**AIM OF THE EXERCISE:** Please rewrite the passage of the article about the US ambassador to Hungary from "However, so far" to "European University (CEU).", swapping "resentment" for "frustration".

-- START OF SELECTED TEXT --

'It was a triumph for Hungary’s populist prime minister, Viktor Orbán. A university founded in 1991 by one of his chief antagonists, George Soros, decided this week to quit Hungary next year, forced out by a row over its legal status.
But it was a failure for the US ambassador, an 80-year-old jewellery magnate and longstanding personal friend of Donald Trump, who had made it his mission to protect the US-accredited university.
When David Cornstein arrived in Budapest this summer, he came with a message of full support for Orbán’s far-right populist government, in an abrupt departure from previous US policy.
Despite concerns about corruption, rule of law and media freedom, as well as divisive rhetoric on immigration and refugees, Cornstein declared: “The government here has the support of the American government. I think they have the support of the secretary of state. I know they have the support of the American ambassador.”
He was one of a new crop of Trump-appointed ambassadors who have appeared willing to depart from diplomatic protocols to support nationalist, populist governments and politicians who may have similarities with the US president.
However, so far the approach has led to few foreign policy gains, and has caused much damage among traditional allies as well as resentment within the state department. Cornstein’s overtures to the government in Budapest seemingly had little effect in protecting the Central European University (CEU).

-- END OF SELECTED TEXT --
-- START OF DATASET --

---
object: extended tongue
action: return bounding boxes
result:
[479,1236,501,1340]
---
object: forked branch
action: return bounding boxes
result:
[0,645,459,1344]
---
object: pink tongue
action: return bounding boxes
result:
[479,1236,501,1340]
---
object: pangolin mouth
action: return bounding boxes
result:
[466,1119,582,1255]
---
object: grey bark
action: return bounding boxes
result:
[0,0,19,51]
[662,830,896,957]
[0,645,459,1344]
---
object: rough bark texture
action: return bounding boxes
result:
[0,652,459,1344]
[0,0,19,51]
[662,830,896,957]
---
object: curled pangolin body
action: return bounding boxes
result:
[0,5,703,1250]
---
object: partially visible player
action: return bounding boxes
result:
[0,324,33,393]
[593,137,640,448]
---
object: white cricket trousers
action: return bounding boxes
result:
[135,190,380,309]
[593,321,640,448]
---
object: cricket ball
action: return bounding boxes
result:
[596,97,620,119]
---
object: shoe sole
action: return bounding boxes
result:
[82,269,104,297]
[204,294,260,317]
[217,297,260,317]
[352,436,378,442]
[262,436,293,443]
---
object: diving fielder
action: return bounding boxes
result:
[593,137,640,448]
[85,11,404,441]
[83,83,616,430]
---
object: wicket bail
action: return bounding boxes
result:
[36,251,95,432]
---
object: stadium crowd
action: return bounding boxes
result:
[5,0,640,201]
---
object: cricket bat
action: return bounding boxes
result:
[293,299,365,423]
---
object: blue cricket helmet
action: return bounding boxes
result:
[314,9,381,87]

-- END OF DATASET --

**FULL SOLUTION:**
However, so far the approach has led to few foreign policy gains, and has caused much damage among traditional allies as well as frustration within the state department. Cornstein’s overtures to the government in Budapest seemingly had little effect in protecting the Central European University (CEU).